What is expected
Each line that has the string "organ" must be copied from the records below.

Saved entries
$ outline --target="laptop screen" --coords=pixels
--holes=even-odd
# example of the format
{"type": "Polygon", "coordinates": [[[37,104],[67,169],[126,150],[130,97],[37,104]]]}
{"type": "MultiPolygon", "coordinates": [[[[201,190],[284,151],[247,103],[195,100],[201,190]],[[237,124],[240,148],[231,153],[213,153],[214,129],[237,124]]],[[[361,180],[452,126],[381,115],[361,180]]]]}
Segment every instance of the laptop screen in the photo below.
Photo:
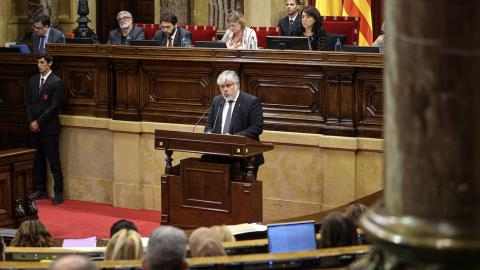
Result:
{"type": "Polygon", "coordinates": [[[268,248],[270,253],[316,249],[314,221],[268,225],[268,248]]]}

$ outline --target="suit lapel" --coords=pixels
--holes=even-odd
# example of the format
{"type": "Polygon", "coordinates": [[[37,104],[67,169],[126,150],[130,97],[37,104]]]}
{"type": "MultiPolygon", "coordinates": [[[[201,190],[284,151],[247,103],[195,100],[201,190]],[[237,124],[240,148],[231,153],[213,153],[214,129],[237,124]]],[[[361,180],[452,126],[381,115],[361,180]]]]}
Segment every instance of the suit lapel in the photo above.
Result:
{"type": "MultiPolygon", "coordinates": [[[[40,75],[38,76],[35,76],[34,79],[33,79],[33,82],[32,82],[32,91],[33,91],[33,100],[37,100],[38,97],[40,96],[38,94],[38,88],[40,87],[40,75]]],[[[36,102],[35,102],[36,103],[36,102]]]]}
{"type": "Polygon", "coordinates": [[[293,22],[293,26],[292,26],[292,29],[290,29],[288,31],[288,34],[291,35],[293,30],[295,30],[295,28],[297,28],[298,24],[302,21],[302,19],[300,19],[300,14],[297,15],[297,17],[295,18],[295,21],[293,22]]]}
{"type": "Polygon", "coordinates": [[[32,38],[32,51],[38,52],[39,42],[40,42],[40,37],[37,35],[37,33],[35,33],[35,36],[32,38]]]}
{"type": "Polygon", "coordinates": [[[232,134],[233,126],[235,125],[235,120],[240,112],[240,107],[242,105],[242,91],[238,90],[238,98],[237,102],[235,102],[235,107],[233,108],[232,119],[230,121],[230,128],[228,129],[228,133],[232,134]]]}
{"type": "MultiPolygon", "coordinates": [[[[38,79],[37,83],[39,84],[37,89],[40,87],[40,78],[38,79]]],[[[43,83],[43,87],[42,87],[42,91],[40,91],[40,93],[38,94],[38,97],[37,99],[39,99],[43,93],[45,92],[45,89],[48,87],[48,85],[50,84],[50,82],[53,80],[53,72],[50,73],[50,75],[48,75],[48,78],[47,80],[43,83]]]]}
{"type": "Polygon", "coordinates": [[[115,41],[117,42],[117,45],[122,45],[122,37],[120,36],[121,32],[122,30],[116,31],[115,36],[113,37],[113,39],[115,39],[115,41]]]}
{"type": "Polygon", "coordinates": [[[222,134],[222,117],[223,117],[223,105],[222,104],[225,104],[225,99],[221,99],[221,101],[218,103],[218,112],[216,112],[217,114],[217,121],[215,122],[215,129],[213,130],[213,133],[217,133],[217,134],[222,134]],[[220,107],[220,105],[222,105],[220,107]],[[218,131],[217,131],[218,130],[218,131]]]}

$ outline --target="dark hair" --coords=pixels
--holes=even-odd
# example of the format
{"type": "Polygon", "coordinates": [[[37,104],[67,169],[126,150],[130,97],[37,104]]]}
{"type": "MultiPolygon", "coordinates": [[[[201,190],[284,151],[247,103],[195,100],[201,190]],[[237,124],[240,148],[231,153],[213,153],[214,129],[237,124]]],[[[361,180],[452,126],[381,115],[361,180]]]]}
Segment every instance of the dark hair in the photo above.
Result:
{"type": "Polygon", "coordinates": [[[49,52],[41,52],[37,55],[37,60],[45,58],[45,61],[47,63],[50,63],[53,61],[53,56],[49,52]]]}
{"type": "Polygon", "coordinates": [[[177,16],[173,15],[172,13],[163,13],[162,17],[160,17],[161,22],[169,22],[173,25],[177,24],[177,16]]]}
{"type": "Polygon", "coordinates": [[[318,248],[348,247],[359,245],[357,230],[352,221],[340,212],[328,214],[320,230],[318,248]]]}
{"type": "Polygon", "coordinates": [[[365,205],[356,203],[348,207],[347,212],[345,213],[345,216],[347,216],[352,221],[355,227],[359,228],[360,218],[367,211],[368,211],[368,208],[365,205]]]}
{"type": "Polygon", "coordinates": [[[132,231],[138,232],[137,226],[133,224],[133,222],[121,219],[113,224],[113,226],[110,228],[110,238],[112,238],[118,231],[121,229],[128,229],[132,231]]]}
{"type": "MultiPolygon", "coordinates": [[[[285,2],[286,2],[286,1],[287,1],[287,0],[285,0],[285,2]]],[[[302,5],[302,3],[300,3],[300,0],[295,0],[295,4],[296,4],[297,6],[302,5]]]]}
{"type": "Polygon", "coordinates": [[[43,13],[38,13],[37,15],[35,15],[35,17],[33,17],[33,22],[41,22],[43,26],[48,25],[50,27],[50,17],[43,13]]]}
{"type": "Polygon", "coordinates": [[[0,235],[0,260],[2,259],[3,253],[5,252],[5,242],[3,242],[3,237],[0,235]]]}
{"type": "Polygon", "coordinates": [[[12,247],[54,247],[52,235],[47,226],[38,219],[27,220],[18,228],[12,247]]]}
{"type": "MultiPolygon", "coordinates": [[[[307,15],[310,15],[313,17],[315,20],[315,23],[313,24],[312,27],[312,32],[317,32],[319,28],[323,27],[323,20],[322,20],[322,15],[320,15],[320,11],[314,6],[306,6],[302,10],[302,14],[307,13],[307,15]]],[[[302,15],[300,14],[300,15],[302,15]]],[[[300,30],[302,30],[302,33],[305,32],[305,27],[303,27],[303,24],[300,24],[299,26],[300,30]]]]}

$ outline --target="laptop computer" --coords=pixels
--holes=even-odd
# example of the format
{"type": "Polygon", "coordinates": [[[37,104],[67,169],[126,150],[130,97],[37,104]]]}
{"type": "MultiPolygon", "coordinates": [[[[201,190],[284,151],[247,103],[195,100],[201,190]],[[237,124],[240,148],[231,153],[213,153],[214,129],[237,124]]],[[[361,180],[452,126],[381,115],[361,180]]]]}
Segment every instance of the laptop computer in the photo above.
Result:
{"type": "Polygon", "coordinates": [[[10,48],[20,48],[22,53],[30,53],[27,45],[10,45],[10,48]]]}
{"type": "Polygon", "coordinates": [[[130,46],[160,46],[160,40],[130,40],[130,46]]]}
{"type": "Polygon", "coordinates": [[[226,49],[227,43],[217,41],[196,41],[195,48],[219,48],[226,49]]]}
{"type": "Polygon", "coordinates": [[[317,248],[315,221],[289,222],[267,225],[268,250],[283,253],[317,248]]]}
{"type": "Polygon", "coordinates": [[[380,53],[380,48],[370,46],[343,46],[344,52],[360,52],[360,53],[380,53]]]}
{"type": "Polygon", "coordinates": [[[95,44],[93,38],[66,38],[65,43],[68,44],[95,44]]]}

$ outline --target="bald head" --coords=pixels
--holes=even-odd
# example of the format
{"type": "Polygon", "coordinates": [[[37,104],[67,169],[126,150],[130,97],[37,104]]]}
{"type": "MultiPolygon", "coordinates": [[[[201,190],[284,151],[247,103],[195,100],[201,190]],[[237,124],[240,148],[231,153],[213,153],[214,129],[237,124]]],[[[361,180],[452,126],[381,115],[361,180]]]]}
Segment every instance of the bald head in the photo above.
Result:
{"type": "Polygon", "coordinates": [[[97,267],[86,257],[68,255],[53,262],[50,270],[97,270],[97,267]]]}

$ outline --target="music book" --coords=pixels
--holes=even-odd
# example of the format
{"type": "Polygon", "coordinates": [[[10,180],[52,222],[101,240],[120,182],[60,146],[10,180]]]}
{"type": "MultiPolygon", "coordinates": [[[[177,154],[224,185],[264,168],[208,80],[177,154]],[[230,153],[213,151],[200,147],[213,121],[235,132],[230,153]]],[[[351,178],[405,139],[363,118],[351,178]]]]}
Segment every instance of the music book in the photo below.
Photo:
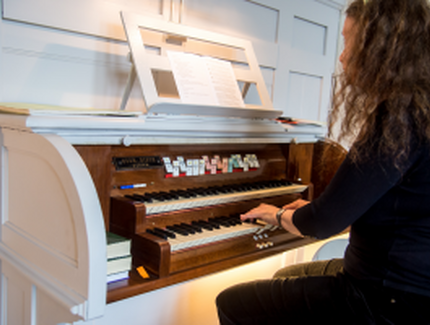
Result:
{"type": "Polygon", "coordinates": [[[106,283],[112,283],[115,281],[120,281],[129,278],[129,271],[123,271],[118,273],[108,274],[106,276],[106,283]]]}
{"type": "Polygon", "coordinates": [[[131,270],[131,255],[107,260],[107,275],[131,270]]]}
{"type": "Polygon", "coordinates": [[[124,238],[122,236],[119,236],[111,232],[107,232],[106,241],[107,241],[106,253],[107,253],[108,260],[112,258],[124,257],[124,256],[130,255],[130,249],[131,249],[130,239],[124,238]]]}
{"type": "Polygon", "coordinates": [[[174,51],[167,56],[183,103],[245,107],[230,62],[174,51]]]}

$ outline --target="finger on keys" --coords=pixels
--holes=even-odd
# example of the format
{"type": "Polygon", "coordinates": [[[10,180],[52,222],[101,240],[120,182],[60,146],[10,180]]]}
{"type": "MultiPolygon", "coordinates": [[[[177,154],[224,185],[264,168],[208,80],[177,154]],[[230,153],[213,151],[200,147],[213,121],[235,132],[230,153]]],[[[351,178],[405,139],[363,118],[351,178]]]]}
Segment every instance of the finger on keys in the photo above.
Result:
{"type": "Polygon", "coordinates": [[[242,221],[248,219],[260,219],[266,223],[270,223],[272,225],[277,223],[276,220],[276,212],[279,210],[278,207],[269,204],[260,204],[258,207],[248,211],[245,214],[240,216],[242,221]]]}

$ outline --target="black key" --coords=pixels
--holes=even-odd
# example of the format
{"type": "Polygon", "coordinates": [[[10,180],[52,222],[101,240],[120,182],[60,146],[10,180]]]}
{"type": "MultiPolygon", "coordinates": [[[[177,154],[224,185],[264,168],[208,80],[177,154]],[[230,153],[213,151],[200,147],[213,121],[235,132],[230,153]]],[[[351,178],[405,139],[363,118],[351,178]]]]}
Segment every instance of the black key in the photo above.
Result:
{"type": "Polygon", "coordinates": [[[202,195],[202,196],[210,196],[210,195],[212,195],[211,191],[208,190],[207,188],[203,188],[201,190],[198,190],[197,193],[199,193],[199,195],[202,195]]]}
{"type": "Polygon", "coordinates": [[[160,195],[158,192],[146,193],[145,197],[151,198],[153,200],[161,201],[161,202],[166,201],[163,195],[160,195]]]}
{"type": "Polygon", "coordinates": [[[157,192],[149,192],[149,193],[145,193],[145,196],[146,196],[146,197],[149,197],[149,198],[154,198],[154,197],[156,197],[156,196],[157,196],[157,192]]]}
{"type": "Polygon", "coordinates": [[[282,180],[282,183],[284,184],[284,186],[290,186],[293,185],[293,183],[291,183],[290,181],[287,181],[286,179],[282,180]]]}
{"type": "Polygon", "coordinates": [[[172,196],[167,192],[158,192],[156,196],[157,200],[169,201],[172,199],[172,196]]]}
{"type": "Polygon", "coordinates": [[[163,239],[167,239],[167,236],[165,234],[163,234],[161,232],[158,232],[158,231],[156,231],[154,229],[146,229],[146,232],[150,233],[152,235],[155,235],[157,237],[160,237],[160,238],[163,238],[163,239]]]}
{"type": "Polygon", "coordinates": [[[235,222],[236,222],[238,225],[241,225],[241,224],[242,224],[242,220],[240,219],[240,214],[232,215],[232,216],[230,216],[230,218],[232,218],[233,220],[235,220],[235,222]]]}
{"type": "Polygon", "coordinates": [[[172,192],[160,192],[160,194],[163,195],[167,200],[178,200],[179,195],[172,193],[172,192]]]}
{"type": "Polygon", "coordinates": [[[175,227],[183,229],[184,231],[186,231],[191,235],[194,235],[196,233],[196,231],[193,228],[189,227],[187,224],[175,224],[175,227]]]}
{"type": "Polygon", "coordinates": [[[237,218],[234,217],[226,217],[225,219],[227,222],[229,222],[232,226],[237,226],[240,225],[240,220],[238,220],[237,218]]]}
{"type": "Polygon", "coordinates": [[[248,184],[248,186],[251,188],[251,190],[255,191],[255,190],[259,190],[259,186],[257,183],[251,183],[248,184]]]}
{"type": "Polygon", "coordinates": [[[228,194],[228,193],[231,193],[231,190],[229,188],[227,188],[227,187],[220,187],[218,189],[218,192],[221,193],[221,194],[228,194]]]}
{"type": "Polygon", "coordinates": [[[253,188],[250,184],[243,184],[242,188],[244,189],[244,191],[252,191],[253,188]]]}
{"type": "Polygon", "coordinates": [[[139,202],[143,202],[143,203],[151,202],[148,199],[144,198],[142,195],[137,195],[137,194],[126,194],[126,195],[124,195],[124,197],[131,199],[133,201],[139,201],[139,202]]]}
{"type": "Polygon", "coordinates": [[[188,194],[190,197],[196,197],[197,194],[194,192],[194,189],[188,188],[184,191],[184,193],[188,194]]]}
{"type": "Polygon", "coordinates": [[[277,183],[276,183],[276,181],[271,181],[270,183],[269,183],[270,185],[270,187],[271,188],[274,188],[274,187],[277,187],[278,185],[277,185],[277,183]]]}
{"type": "Polygon", "coordinates": [[[209,218],[209,221],[218,224],[219,226],[223,226],[223,227],[230,227],[231,225],[228,222],[225,222],[219,218],[209,218]]]}
{"type": "Polygon", "coordinates": [[[227,223],[230,226],[236,226],[236,224],[237,224],[235,220],[228,218],[228,217],[219,217],[219,221],[223,222],[223,223],[227,223]]]}
{"type": "Polygon", "coordinates": [[[160,232],[162,234],[165,234],[169,238],[176,238],[176,235],[173,232],[165,230],[165,229],[161,229],[161,228],[155,227],[154,231],[157,231],[157,232],[160,232]]]}
{"type": "Polygon", "coordinates": [[[206,229],[206,230],[213,230],[214,229],[214,227],[206,221],[192,221],[191,224],[197,225],[197,226],[202,227],[203,229],[206,229]]]}
{"type": "Polygon", "coordinates": [[[202,227],[199,227],[198,225],[193,225],[193,224],[186,224],[186,223],[181,223],[181,226],[184,227],[189,227],[190,229],[193,229],[196,232],[202,232],[202,227]]]}
{"type": "Polygon", "coordinates": [[[152,202],[152,199],[145,196],[145,195],[133,194],[133,196],[139,198],[140,201],[145,202],[145,203],[151,203],[152,202]]]}
{"type": "MultiPolygon", "coordinates": [[[[136,199],[137,199],[131,194],[126,194],[126,195],[124,195],[124,197],[126,197],[127,199],[130,199],[130,200],[133,200],[133,201],[136,201],[136,199]]],[[[137,201],[140,201],[140,200],[137,200],[137,201]]]]}
{"type": "Polygon", "coordinates": [[[220,195],[227,192],[223,186],[212,186],[211,190],[214,192],[215,195],[220,195]]]}
{"type": "Polygon", "coordinates": [[[228,221],[230,222],[230,224],[231,224],[231,225],[233,225],[233,226],[237,226],[237,225],[242,224],[242,222],[241,222],[240,220],[238,220],[237,218],[229,217],[227,220],[228,220],[228,221]]]}
{"type": "Polygon", "coordinates": [[[273,185],[274,185],[275,187],[281,187],[281,186],[282,186],[282,182],[281,182],[281,181],[279,181],[279,180],[276,180],[276,181],[273,181],[273,185]]]}
{"type": "Polygon", "coordinates": [[[177,226],[167,226],[166,228],[168,230],[170,230],[170,231],[172,231],[174,233],[177,233],[179,235],[182,235],[182,236],[188,236],[189,235],[188,231],[185,231],[182,228],[179,228],[177,226]]]}
{"type": "Polygon", "coordinates": [[[218,222],[215,222],[215,221],[212,221],[212,220],[210,220],[210,219],[213,219],[213,218],[209,218],[208,219],[208,221],[207,221],[207,223],[208,224],[210,224],[212,227],[214,227],[215,229],[220,229],[220,225],[219,225],[219,223],[218,222]]]}
{"type": "Polygon", "coordinates": [[[175,195],[178,198],[178,200],[181,198],[188,199],[191,197],[191,195],[188,194],[186,191],[181,191],[181,190],[177,190],[177,191],[171,190],[169,193],[172,195],[175,195]]]}
{"type": "Polygon", "coordinates": [[[238,185],[238,186],[237,186],[237,190],[238,190],[239,192],[245,192],[245,191],[246,191],[246,187],[245,187],[245,186],[243,186],[243,185],[238,185]]]}

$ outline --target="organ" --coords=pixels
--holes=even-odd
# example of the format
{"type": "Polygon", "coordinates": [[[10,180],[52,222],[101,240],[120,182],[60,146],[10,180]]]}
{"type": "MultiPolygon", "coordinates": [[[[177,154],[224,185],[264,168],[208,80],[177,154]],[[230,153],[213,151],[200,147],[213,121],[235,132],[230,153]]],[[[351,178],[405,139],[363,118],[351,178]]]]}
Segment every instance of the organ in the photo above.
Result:
{"type": "MultiPolygon", "coordinates": [[[[152,23],[151,31],[158,27],[152,23]]],[[[169,28],[177,33],[181,26],[169,28]]],[[[67,316],[57,322],[91,320],[103,315],[106,303],[314,241],[258,222],[239,224],[238,216],[262,202],[282,206],[318,196],[343,151],[319,141],[323,127],[275,120],[280,112],[268,102],[249,42],[197,35],[214,44],[224,40],[230,48],[223,59],[249,59],[248,71],[234,71],[244,95],[256,85],[260,107],[154,104],[160,89],[148,84],[148,75],[164,71],[167,61],[151,56],[144,73],[134,57],[123,100],[137,75],[146,99],[143,113],[27,106],[2,114],[0,257],[7,288],[2,299],[26,296],[33,300],[22,304],[32,301],[31,308],[61,306],[67,316]],[[238,59],[232,47],[245,55],[238,59]],[[322,174],[320,157],[327,146],[341,154],[329,155],[322,174]],[[130,238],[133,256],[129,278],[109,284],[106,231],[130,238]],[[138,266],[145,267],[148,279],[136,272],[138,266]]],[[[15,307],[8,305],[9,315],[15,307]]]]}
{"type": "Polygon", "coordinates": [[[93,178],[95,184],[109,184],[105,197],[101,197],[108,207],[106,226],[132,239],[134,265],[143,265],[151,275],[144,280],[132,271],[129,280],[109,284],[108,301],[127,297],[135,290],[150,291],[312,242],[311,238],[294,236],[276,226],[237,223],[241,213],[263,202],[282,206],[302,197],[311,199],[312,160],[317,159],[314,146],[75,146],[90,171],[91,166],[94,174],[100,169],[106,171],[102,178],[93,178]],[[249,153],[258,158],[258,168],[246,172],[237,168],[230,173],[218,170],[215,174],[206,169],[204,174],[195,176],[171,177],[163,163],[125,169],[112,163],[120,158],[123,162],[136,157],[163,161],[180,156],[195,160],[202,156],[244,157],[249,153]],[[124,184],[142,186],[128,188],[124,184]]]}
{"type": "MultiPolygon", "coordinates": [[[[300,133],[293,134],[294,129],[287,133],[276,122],[274,125],[283,132],[281,138],[262,133],[259,138],[228,137],[208,144],[213,138],[203,137],[200,131],[202,137],[192,141],[187,137],[159,138],[161,143],[157,144],[124,146],[120,143],[129,132],[146,139],[145,135],[152,132],[146,129],[150,118],[143,122],[136,117],[3,114],[1,121],[3,281],[8,279],[9,288],[15,288],[14,278],[25,272],[25,279],[37,283],[40,290],[55,297],[79,319],[103,314],[106,302],[313,242],[276,227],[245,224],[239,236],[175,247],[174,242],[147,230],[203,221],[223,224],[221,217],[237,219],[238,214],[261,202],[282,206],[300,197],[312,199],[323,190],[342,160],[342,155],[335,155],[321,166],[323,147],[328,145],[335,153],[343,152],[338,146],[317,141],[318,134],[313,142],[308,140],[308,134],[308,141],[297,143],[300,133]],[[113,163],[117,158],[196,159],[205,155],[243,157],[249,153],[258,158],[258,168],[196,176],[170,177],[164,165],[121,170],[113,163]],[[322,167],[327,173],[320,173],[322,167]],[[121,188],[129,184],[146,187],[121,188]],[[173,201],[153,198],[153,207],[158,206],[158,211],[142,201],[145,196],[157,197],[163,194],[160,192],[166,195],[171,191],[200,194],[173,201]],[[197,202],[195,207],[193,200],[197,202]],[[177,208],[175,201],[180,203],[177,208]],[[132,238],[134,267],[143,265],[149,279],[141,278],[133,268],[129,279],[106,284],[107,230],[132,238]]],[[[194,127],[194,123],[191,125],[194,127]]],[[[173,127],[172,124],[171,132],[177,132],[173,127]]],[[[181,133],[183,128],[184,124],[181,133]]],[[[195,132],[190,127],[188,134],[195,132]]],[[[229,231],[229,227],[220,228],[229,231]]],[[[195,235],[189,235],[192,236],[195,235]]],[[[22,278],[16,281],[16,285],[23,283],[22,278]]],[[[30,292],[34,290],[31,288],[34,286],[29,284],[30,292]]]]}

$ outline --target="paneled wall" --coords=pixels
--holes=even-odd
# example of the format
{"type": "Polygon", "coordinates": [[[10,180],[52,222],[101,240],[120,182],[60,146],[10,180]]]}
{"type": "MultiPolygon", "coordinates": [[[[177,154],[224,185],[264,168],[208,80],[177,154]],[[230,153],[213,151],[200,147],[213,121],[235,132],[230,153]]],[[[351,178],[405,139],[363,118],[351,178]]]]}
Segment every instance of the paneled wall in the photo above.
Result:
{"type": "MultiPolygon", "coordinates": [[[[0,101],[118,109],[119,11],[252,41],[274,107],[325,120],[344,0],[2,0],[0,101]]],[[[139,110],[139,85],[127,109],[139,110]]]]}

Task output
$ outline --target="organ" --coords=pixels
Segment every instance of the organ in the photo above.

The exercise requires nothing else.